Passage provided Start Marker
Published 5 hours ago3 minute read
Meta's Attempted Acquisition of AI Firm Safe Superintelligence and CEO Hire

Meta, under the leadership of CEO Mark Zuckerberg, has intensified its aggressive pursuit of top artificial intelligence talent, escalating an already fierce talent war in the AI industry. This high-stakes strategy involves significant investments and strategic hires, aimed at bolstering Meta's efforts in developing powerful large language models and advancing towards artificial general intelligence (AGI).

A notable part of this aggressive push was Meta's recent $14.3 billion investment in Scale AI, which brought its founder, Alexandr Wang, along with other top engineers, into Meta's fold. This deal also granted Meta a 49% stake in Scale AI. However, Meta's talent acquisition ambitions did not stop there. The company subsequently set its sights on Daniel Gross, CEO of Ilya Sutskever’s startup Safe Superintelligence, and former GitHub CEO Nat Friedman.

Sources indicate that Meta had previously attempted to acquire Safe Superintelligence earlier in the year, a startup reportedly valued at $32 billion in April. Despite these efforts and an attempt to hire Sutskever, who had just launched the startup a year prior after leaving OpenAI, Sutskever rebuffed Meta's advances. Following the failure of these negotiations, Zuckerberg pivoted to engage with Gross. Daniel Gross, alongside Nat Friedman, co-runs a venture capital firm known as NFDG. Both Gross and Friedman are now joining Meta as part of this transaction, and will be working on products under Alexandr Wang. As part of this arrangement, Meta will also acquire a stake in NFDG.
Passage provided End Marker
Given information Start Marker
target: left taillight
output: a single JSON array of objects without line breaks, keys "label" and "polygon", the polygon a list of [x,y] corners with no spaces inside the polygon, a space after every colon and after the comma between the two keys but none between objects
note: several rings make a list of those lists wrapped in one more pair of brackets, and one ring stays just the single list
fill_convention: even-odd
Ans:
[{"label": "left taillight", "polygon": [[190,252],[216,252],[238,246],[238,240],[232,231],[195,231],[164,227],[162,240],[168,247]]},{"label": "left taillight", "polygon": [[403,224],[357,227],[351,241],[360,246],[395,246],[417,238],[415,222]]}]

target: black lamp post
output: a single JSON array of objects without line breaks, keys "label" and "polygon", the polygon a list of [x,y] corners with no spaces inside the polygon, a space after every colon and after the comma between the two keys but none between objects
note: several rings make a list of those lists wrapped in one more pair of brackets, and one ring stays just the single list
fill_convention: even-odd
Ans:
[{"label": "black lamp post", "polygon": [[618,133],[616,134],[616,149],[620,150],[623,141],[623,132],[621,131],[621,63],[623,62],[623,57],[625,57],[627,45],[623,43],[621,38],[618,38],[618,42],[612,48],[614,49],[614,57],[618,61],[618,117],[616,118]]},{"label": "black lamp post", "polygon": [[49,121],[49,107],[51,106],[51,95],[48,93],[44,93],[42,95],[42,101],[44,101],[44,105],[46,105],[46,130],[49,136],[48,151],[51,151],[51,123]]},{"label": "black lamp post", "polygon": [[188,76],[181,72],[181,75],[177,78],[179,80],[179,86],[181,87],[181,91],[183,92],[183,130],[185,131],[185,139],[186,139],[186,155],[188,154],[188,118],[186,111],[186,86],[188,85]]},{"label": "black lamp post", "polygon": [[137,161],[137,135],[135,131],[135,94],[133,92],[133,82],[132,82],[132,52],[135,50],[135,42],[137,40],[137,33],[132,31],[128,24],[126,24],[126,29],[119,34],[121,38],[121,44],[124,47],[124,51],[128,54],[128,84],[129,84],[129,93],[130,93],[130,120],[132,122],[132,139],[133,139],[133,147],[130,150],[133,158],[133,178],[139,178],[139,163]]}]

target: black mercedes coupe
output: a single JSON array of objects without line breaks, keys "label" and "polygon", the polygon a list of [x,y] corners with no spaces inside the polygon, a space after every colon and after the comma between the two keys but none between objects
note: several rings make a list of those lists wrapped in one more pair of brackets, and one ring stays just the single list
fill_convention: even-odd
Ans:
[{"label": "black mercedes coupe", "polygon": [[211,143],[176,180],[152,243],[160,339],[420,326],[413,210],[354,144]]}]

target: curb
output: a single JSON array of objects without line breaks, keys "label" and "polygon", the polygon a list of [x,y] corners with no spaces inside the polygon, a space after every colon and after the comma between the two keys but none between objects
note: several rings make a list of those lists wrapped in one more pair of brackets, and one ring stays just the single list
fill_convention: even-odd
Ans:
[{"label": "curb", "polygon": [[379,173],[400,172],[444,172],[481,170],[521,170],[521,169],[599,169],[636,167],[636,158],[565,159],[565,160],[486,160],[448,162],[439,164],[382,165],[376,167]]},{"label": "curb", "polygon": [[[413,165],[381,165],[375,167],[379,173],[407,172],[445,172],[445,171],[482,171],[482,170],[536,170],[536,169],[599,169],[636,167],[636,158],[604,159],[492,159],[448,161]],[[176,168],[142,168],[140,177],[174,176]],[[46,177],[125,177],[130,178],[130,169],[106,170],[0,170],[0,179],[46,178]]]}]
Given information End Marker
■ Tasks to perform
(a) Copy the Meta article from "Sources indicate that" to "stake in NFDG.", renaming "Safe Superintelligence" to "SSI".
(b) In one to three sentences, explain why, according to the Meta article, Zuckerberg turned to Daniel Gross.
The items are separate material with no connection to the Meta article.

■ Answer section
(a)
Sources indicate that Meta had previously attempted to acquire SSI earlier in the year, a startup reportedly valued at $32 billion in April. Despite these efforts and an attempt to hire Sutskever, who had just launched the startup a year prior after leaving OpenAI, Sutskever rebuffed Meta's advances. Following the failure of these negotiations, Zuckerberg pivoted to engage with Gross. Daniel Gross, alongside Nat Friedman, co-runs a venture capital firm known as NFDG. Both Gross and Friedman are now joining Meta as part of this transaction, and will be working on products under Alexandr Wang. As part of this arrangement, Meta will also acquire a stake in NFDG.

(b) Meta had tried to acquire Safe Superintelligence and to hire Sutskever, but Sutskever rebuffed those advances. After those negotiations failed, Zuckerberg pivoted to engage with Gross.